Records of labeled points
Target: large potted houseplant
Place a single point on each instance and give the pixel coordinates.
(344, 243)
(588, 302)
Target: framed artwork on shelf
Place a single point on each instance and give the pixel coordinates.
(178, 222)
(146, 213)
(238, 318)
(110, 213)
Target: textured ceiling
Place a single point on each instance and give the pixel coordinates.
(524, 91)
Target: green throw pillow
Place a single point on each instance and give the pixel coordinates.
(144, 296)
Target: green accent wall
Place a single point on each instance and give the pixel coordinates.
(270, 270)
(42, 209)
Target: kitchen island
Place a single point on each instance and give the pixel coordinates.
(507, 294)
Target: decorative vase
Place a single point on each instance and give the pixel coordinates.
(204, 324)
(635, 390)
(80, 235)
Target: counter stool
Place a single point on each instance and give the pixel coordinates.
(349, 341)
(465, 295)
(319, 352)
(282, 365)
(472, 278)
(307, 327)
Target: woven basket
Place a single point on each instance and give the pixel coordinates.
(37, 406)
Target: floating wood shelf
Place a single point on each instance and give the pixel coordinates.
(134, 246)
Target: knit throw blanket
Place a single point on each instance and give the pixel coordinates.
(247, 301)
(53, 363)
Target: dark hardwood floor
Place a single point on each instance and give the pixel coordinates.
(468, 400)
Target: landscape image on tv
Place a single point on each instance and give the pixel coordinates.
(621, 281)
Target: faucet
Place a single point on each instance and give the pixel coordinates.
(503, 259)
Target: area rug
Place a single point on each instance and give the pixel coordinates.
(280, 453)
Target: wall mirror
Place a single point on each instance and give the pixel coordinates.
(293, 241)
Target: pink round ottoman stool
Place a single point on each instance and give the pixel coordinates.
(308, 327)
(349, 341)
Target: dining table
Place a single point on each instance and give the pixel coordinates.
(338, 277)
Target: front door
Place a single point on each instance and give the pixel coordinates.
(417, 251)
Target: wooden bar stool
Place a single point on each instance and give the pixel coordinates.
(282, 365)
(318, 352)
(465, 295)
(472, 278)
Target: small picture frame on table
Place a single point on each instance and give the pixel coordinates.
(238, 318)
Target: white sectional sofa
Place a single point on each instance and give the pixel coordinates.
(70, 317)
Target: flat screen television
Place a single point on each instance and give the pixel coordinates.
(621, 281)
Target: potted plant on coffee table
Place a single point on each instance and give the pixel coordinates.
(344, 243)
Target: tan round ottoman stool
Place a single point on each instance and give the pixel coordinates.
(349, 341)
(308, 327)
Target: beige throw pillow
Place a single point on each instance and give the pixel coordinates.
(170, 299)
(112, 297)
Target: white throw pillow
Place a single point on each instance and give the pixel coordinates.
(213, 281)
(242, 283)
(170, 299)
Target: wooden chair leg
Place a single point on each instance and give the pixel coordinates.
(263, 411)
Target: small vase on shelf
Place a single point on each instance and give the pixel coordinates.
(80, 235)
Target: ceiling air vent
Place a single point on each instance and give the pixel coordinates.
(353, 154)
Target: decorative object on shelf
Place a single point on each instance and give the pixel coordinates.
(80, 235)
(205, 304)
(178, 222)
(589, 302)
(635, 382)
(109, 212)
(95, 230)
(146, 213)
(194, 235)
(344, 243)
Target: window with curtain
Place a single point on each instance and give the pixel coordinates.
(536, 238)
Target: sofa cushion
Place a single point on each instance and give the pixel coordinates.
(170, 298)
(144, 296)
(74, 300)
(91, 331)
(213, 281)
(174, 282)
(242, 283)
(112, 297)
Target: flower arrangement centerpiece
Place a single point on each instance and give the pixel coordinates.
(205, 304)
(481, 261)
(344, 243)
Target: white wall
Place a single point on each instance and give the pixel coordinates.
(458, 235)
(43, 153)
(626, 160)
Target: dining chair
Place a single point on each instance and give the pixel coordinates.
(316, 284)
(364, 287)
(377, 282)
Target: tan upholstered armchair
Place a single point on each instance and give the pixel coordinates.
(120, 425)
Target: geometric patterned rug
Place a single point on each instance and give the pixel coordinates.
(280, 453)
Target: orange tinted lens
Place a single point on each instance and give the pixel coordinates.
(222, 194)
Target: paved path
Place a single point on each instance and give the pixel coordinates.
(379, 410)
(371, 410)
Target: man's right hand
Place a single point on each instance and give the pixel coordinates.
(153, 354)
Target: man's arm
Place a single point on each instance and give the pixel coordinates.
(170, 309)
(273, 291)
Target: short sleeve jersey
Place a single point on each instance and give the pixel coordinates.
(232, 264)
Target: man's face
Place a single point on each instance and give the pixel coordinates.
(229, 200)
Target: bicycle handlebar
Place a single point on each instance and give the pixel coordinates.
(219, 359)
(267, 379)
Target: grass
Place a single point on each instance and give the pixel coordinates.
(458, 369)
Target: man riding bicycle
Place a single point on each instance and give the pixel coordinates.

> **Task description**
Starting with the line containing "Target: white wall" and going on through the end of the material, switch every "man's" to "rider's" and leave everything else unchanged. Return those lines alone.

> **The solution**
Target: white wall
Place a single point on each instance and give the pixel coordinates.
(458, 235)
(43, 153)
(626, 160)
Target: dining chair
Place a single point on each instance and give the pixel coordinates.
(316, 284)
(364, 287)
(377, 282)
Target: tan upholstered armchair
Place a single point on each instance and give the pixel coordinates.
(120, 425)
Target: geometric patterned rug
Place a single point on each instance and give the pixel coordinates.
(280, 453)
Target: orange tinted lens
Place a single point on each instance and give the pixel coordinates.
(222, 194)
Target: paved path
Place a single point on each instance and give the pixel coordinates.
(379, 410)
(371, 410)
Target: rider's right hand
Place a single point on each instance and give the pixel coordinates.
(153, 354)
Target: rider's arm
Place a single point on each instance and give the pixel coordinates.
(170, 309)
(273, 291)
Target: short sleeve jersey
Place a single point on each instance and give the pixel coordinates.
(232, 264)
Target: rider's face
Place a single point on each instance and give the pixel coordinates.
(229, 200)
Target: bicycle handlebar
Place a single point on each instance and give the pixel coordinates.
(219, 359)
(267, 379)
Target: grass
Place a single point on each instance and give the pixel coordinates.
(458, 369)
Target: man riding bicycle
Place a single point on each instance and give the pixel coordinates.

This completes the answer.